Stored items
▼▼▼
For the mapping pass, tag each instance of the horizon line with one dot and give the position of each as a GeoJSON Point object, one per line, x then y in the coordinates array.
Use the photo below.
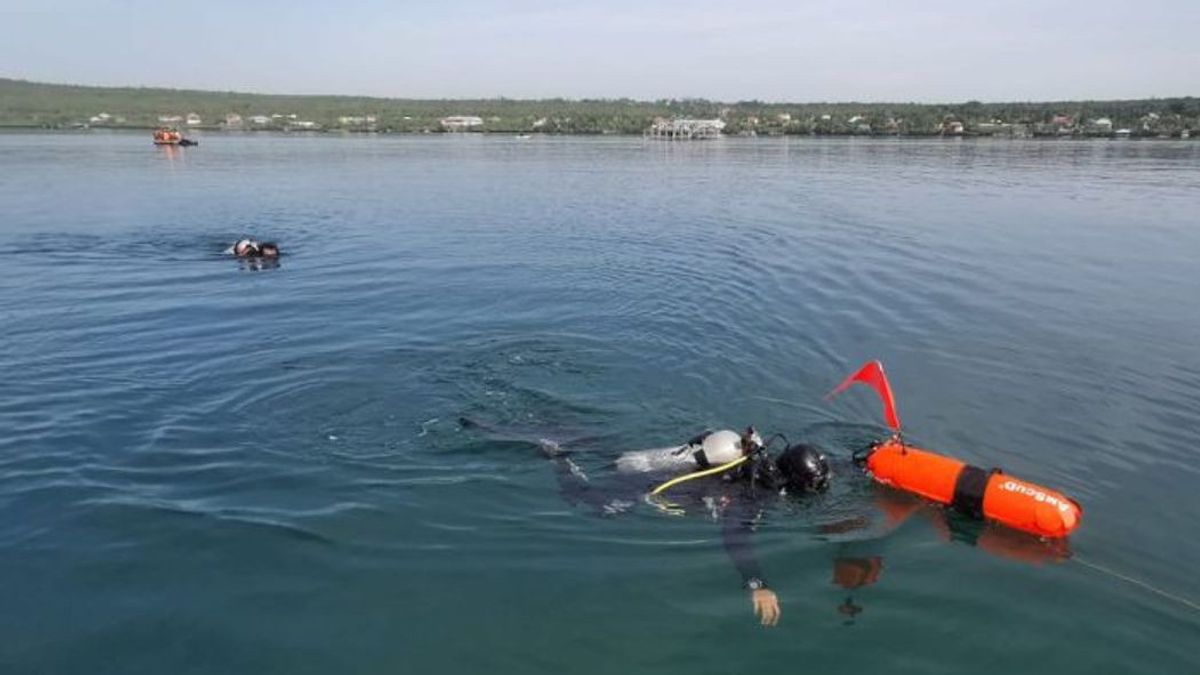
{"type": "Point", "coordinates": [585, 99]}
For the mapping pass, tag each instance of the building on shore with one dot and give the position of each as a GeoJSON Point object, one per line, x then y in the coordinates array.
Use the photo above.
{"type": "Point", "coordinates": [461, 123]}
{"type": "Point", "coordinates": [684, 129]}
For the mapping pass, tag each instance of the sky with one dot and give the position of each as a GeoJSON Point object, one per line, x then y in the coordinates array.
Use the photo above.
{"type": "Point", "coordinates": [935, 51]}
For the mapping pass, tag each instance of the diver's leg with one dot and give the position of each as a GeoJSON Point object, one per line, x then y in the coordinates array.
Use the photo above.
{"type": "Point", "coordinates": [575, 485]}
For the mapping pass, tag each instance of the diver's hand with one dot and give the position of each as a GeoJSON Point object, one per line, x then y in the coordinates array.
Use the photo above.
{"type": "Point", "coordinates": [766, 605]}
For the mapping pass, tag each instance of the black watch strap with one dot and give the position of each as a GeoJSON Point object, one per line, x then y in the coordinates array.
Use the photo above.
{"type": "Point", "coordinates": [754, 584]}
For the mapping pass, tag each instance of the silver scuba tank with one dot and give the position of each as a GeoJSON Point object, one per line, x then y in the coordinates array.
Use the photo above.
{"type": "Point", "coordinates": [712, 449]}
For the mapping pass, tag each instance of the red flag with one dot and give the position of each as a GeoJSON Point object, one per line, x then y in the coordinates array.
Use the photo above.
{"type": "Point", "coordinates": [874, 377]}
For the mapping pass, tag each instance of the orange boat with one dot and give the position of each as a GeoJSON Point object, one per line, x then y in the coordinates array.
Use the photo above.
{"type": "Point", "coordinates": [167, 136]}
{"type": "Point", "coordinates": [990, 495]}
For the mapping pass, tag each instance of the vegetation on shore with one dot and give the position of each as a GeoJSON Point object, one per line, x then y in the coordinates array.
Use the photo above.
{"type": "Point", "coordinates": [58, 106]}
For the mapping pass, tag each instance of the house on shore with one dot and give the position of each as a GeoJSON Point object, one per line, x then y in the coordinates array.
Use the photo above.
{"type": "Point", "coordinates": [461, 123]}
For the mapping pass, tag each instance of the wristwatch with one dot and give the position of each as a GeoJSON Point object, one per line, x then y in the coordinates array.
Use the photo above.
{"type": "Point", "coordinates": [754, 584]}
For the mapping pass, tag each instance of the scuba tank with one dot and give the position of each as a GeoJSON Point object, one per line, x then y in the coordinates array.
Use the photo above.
▲▲▲
PROBLEM TO SOLVE: Render the listing above as a Markdown table with the columns n and Line, one numbered row per line. Skip blank lines and leave the pictures out.

RESPONSE TO THE TASK:
| n | Line |
|---|---|
| 1 | For the mapping pass, tag each instance of the horizon line with one dot and give the position of each as a GeoJSON Point object, one per line, x then y in the coordinates array. |
| 2 | Use the photo below. |
| 3 | {"type": "Point", "coordinates": [585, 99]} |
| 4 | For the mapping pass, tag each instance of the building on shore with one dot and give the position of each as a GeoJSON Point object, one per line, x then y in the coordinates array. |
| 5 | Use the photo above. |
| 6 | {"type": "Point", "coordinates": [461, 123]} |
| 7 | {"type": "Point", "coordinates": [684, 129]} |
| 8 | For the mapping pass, tag each instance of the sky with one dot and give the position of each as a GeoJSON Point object, one per line, x then y in the coordinates array. |
| 9 | Use the photo above. |
| 10 | {"type": "Point", "coordinates": [935, 51]} |
| 11 | For the mapping pass, tag each instance of the diver's leg with one dot and give the position of each as a GeoJSON Point object, one per line, x then y in the coordinates array. |
| 12 | Use the photo above. |
| 13 | {"type": "Point", "coordinates": [575, 485]} |
| 14 | For the mapping pass, tag each instance of the diver's hand with one dot and give the position of each as a GeoJSON Point object, one per line, x then y in the coordinates array. |
| 15 | Use the photo above. |
| 16 | {"type": "Point", "coordinates": [766, 605]} |
| 17 | For the mapping pass, tag each instance of the black watch strap with one dot and give the position of each as a GeoJSON Point object, one per line, x then y in the coordinates array. |
| 18 | Use the photo above. |
| 19 | {"type": "Point", "coordinates": [754, 584]} |
| 20 | For the mapping pass, tag each instance of the silver scuba tank with one dot and give the position of each as a GeoJSON Point object, one per line, x then y in the coordinates array. |
| 21 | Use the photo above. |
| 22 | {"type": "Point", "coordinates": [712, 449]} |
| 23 | For the mapping pass, tag each instance of the red flag with one dot and give the position of each as a GeoJSON Point object, one per line, x then y in the coordinates array. |
| 24 | Use the photo above. |
| 25 | {"type": "Point", "coordinates": [874, 377]} |
| 26 | For the mapping pass, tag each instance of the orange boat with one dot and give the position of each as a GeoJSON Point object, one per line, x then y in the coordinates array. |
| 27 | Use the photo above. |
| 28 | {"type": "Point", "coordinates": [167, 136]} |
| 29 | {"type": "Point", "coordinates": [990, 495]} |
| 30 | For the mapping pass, tag each instance of the vegetation on shore with one dot and give the position of each as a GeoJSON Point object, one per line, x then y in the coordinates array. |
| 31 | Use the photo above. |
| 32 | {"type": "Point", "coordinates": [58, 106]} |
| 33 | For the mapping pass, tag each instance of the house on shore with one dot and give the position of each as a GeoJSON Point object, one per line, x then y in the coordinates array. |
| 34 | Use the photo above. |
| 35 | {"type": "Point", "coordinates": [461, 123]} |
| 36 | For the mapping pass, tag each instance of the wristwatch with one dot and give the position of each as a GeoJSON Point object, one per line, x then y in the coordinates array. |
| 37 | Use the photo above. |
| 38 | {"type": "Point", "coordinates": [754, 584]} |
| 39 | For the mapping pass, tag each instance of the scuba tank with one dot and give the position of each as a GeoJSON Point object, one per line, x then y in the coordinates array. |
| 40 | Use the photo above. |